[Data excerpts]
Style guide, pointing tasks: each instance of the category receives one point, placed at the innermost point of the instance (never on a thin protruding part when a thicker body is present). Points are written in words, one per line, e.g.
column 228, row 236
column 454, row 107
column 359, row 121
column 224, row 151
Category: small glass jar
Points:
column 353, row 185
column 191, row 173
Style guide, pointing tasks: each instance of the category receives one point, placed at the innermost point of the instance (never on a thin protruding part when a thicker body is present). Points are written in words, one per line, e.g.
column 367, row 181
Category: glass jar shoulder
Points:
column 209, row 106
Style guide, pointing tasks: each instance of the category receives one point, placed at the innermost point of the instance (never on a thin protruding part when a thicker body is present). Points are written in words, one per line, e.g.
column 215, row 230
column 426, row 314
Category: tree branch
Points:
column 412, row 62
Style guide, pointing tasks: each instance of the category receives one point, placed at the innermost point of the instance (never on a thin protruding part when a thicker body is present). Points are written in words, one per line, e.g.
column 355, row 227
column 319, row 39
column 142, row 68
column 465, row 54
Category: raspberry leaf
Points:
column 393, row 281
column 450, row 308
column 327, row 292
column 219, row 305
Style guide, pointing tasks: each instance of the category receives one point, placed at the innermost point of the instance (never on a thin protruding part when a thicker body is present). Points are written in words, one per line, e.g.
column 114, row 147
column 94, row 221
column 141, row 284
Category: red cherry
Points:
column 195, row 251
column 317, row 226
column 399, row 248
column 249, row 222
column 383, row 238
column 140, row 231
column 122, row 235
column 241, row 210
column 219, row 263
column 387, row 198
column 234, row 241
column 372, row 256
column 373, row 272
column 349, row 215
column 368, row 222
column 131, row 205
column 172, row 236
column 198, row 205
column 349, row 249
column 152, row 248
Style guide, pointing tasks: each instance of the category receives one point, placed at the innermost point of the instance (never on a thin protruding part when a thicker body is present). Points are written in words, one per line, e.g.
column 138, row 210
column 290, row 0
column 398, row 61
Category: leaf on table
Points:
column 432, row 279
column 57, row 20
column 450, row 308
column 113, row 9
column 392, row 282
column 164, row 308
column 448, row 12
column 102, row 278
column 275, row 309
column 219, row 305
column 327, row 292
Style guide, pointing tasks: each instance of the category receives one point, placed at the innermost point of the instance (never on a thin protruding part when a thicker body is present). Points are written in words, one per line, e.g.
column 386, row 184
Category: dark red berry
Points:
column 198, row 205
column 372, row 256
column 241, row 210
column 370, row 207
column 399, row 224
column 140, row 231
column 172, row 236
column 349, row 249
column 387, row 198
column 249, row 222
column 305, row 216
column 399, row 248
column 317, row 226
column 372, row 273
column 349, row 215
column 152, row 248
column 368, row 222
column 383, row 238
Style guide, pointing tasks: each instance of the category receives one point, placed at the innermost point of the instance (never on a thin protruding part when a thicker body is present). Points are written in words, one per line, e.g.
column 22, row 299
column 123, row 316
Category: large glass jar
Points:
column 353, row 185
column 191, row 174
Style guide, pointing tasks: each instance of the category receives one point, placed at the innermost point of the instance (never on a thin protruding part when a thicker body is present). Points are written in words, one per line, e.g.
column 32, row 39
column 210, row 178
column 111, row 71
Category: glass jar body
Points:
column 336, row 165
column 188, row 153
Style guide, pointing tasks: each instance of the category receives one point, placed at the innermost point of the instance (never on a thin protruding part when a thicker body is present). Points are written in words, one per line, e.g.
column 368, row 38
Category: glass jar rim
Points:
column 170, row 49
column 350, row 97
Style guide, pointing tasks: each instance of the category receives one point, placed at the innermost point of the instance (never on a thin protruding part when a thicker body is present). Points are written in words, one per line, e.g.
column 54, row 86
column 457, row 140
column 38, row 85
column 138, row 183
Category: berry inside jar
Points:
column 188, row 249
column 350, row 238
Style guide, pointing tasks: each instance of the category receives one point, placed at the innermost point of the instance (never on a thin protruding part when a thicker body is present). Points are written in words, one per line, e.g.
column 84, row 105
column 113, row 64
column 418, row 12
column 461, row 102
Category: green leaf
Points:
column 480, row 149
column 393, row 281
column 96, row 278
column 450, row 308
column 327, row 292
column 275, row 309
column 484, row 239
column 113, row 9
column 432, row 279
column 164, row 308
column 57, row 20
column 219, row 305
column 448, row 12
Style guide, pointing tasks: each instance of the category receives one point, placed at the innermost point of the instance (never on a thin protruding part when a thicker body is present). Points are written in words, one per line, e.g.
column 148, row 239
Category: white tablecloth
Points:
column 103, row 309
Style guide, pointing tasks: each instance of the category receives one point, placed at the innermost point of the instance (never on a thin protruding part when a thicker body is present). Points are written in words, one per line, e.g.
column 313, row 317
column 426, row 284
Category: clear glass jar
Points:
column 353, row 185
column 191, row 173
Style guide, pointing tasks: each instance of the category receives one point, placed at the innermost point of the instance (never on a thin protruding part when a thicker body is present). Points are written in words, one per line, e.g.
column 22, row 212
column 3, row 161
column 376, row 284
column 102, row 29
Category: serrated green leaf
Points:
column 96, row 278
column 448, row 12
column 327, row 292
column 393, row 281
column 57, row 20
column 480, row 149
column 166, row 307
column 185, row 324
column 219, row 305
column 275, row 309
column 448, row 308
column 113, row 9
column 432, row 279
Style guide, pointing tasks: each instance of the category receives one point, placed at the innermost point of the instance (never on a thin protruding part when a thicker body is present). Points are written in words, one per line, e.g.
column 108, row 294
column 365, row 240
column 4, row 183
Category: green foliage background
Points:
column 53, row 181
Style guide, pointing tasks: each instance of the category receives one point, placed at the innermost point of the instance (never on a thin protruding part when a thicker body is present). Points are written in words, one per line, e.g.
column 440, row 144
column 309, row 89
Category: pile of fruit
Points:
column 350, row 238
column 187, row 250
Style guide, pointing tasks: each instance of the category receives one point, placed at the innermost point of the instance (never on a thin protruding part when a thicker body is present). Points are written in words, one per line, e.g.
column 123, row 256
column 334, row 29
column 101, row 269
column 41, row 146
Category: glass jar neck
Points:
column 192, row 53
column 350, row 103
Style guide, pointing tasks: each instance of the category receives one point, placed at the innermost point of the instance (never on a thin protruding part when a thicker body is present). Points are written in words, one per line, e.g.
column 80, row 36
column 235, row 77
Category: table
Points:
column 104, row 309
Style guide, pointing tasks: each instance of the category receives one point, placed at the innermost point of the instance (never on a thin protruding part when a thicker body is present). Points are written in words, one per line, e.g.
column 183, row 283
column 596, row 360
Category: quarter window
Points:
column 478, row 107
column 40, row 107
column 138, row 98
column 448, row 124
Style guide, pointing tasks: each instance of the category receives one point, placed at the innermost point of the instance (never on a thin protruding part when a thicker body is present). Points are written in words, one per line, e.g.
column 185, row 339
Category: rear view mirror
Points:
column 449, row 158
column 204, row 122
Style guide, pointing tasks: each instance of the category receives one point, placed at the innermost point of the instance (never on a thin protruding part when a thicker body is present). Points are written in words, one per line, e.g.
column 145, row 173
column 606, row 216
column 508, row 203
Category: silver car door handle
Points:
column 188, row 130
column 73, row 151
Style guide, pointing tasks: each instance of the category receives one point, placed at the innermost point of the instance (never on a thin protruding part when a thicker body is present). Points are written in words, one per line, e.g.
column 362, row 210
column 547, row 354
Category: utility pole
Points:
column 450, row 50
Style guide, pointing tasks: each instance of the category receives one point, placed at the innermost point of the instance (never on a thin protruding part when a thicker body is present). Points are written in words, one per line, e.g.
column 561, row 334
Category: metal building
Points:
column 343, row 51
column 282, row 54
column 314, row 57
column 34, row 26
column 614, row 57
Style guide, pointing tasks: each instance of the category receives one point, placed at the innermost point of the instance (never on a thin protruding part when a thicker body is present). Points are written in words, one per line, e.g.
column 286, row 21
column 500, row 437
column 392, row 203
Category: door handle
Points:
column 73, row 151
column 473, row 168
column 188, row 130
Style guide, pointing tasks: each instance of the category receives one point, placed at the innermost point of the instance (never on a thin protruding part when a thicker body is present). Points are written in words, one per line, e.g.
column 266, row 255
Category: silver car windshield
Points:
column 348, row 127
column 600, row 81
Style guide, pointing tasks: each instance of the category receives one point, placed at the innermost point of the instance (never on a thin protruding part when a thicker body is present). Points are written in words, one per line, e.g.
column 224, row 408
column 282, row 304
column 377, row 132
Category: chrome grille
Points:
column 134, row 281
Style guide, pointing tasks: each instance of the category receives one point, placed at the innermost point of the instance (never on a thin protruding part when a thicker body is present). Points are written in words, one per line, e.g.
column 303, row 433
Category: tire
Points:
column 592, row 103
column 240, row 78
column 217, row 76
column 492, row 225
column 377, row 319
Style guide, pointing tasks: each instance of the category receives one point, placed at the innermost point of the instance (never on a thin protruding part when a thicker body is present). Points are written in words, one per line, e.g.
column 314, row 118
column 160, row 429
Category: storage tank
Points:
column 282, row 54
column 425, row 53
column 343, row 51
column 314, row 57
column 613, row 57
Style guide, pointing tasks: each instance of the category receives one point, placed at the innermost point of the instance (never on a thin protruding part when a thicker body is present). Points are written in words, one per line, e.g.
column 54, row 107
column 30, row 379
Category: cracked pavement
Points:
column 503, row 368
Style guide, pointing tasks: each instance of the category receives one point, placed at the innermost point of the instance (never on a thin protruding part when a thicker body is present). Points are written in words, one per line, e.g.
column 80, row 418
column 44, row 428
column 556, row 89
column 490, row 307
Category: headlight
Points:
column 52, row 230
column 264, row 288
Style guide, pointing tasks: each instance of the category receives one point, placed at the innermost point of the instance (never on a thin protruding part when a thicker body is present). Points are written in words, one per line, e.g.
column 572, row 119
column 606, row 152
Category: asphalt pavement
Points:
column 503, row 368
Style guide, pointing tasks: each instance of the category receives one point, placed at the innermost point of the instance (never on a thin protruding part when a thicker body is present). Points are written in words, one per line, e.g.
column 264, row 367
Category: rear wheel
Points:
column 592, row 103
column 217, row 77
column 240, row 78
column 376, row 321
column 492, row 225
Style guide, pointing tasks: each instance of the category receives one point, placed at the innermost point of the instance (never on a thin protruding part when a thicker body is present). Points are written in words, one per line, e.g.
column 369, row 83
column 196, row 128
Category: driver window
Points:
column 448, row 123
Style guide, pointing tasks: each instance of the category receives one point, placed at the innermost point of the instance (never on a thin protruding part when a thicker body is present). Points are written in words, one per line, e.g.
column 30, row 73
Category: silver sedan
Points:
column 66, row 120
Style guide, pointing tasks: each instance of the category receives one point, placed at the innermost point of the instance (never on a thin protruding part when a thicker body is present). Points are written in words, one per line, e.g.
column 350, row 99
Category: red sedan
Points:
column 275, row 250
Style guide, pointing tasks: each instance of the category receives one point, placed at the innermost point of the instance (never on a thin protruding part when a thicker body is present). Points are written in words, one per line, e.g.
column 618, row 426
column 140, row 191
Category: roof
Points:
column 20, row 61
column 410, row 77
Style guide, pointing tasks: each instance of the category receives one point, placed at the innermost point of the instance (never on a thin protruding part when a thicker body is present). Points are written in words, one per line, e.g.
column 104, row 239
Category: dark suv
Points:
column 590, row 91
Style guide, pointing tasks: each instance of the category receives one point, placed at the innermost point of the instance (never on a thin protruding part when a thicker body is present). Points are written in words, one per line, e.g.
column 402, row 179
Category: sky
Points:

# Goal of the exercise
Gather each line from the entries above that includes the word "green".

# Answer to the problem
Category: green leaf
Category: serrated green leaf
Category: green foliage background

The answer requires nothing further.